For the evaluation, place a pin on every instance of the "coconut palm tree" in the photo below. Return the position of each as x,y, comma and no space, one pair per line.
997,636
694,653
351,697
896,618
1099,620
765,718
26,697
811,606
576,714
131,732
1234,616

------------------------------------------------------------------------

*EXERCISE REQUIREMENTS*. Output every row above again, unchanged and in its original order.

*COMPLETE OUTPUT*.
For the evaluation, place a pin on every instance of the "coconut palm tree" in the photo below. Return the position of each as x,y, comma and no space, one pair per line.
997,636
694,653
351,697
896,618
1099,620
765,718
26,697
811,606
576,714
131,732
1234,616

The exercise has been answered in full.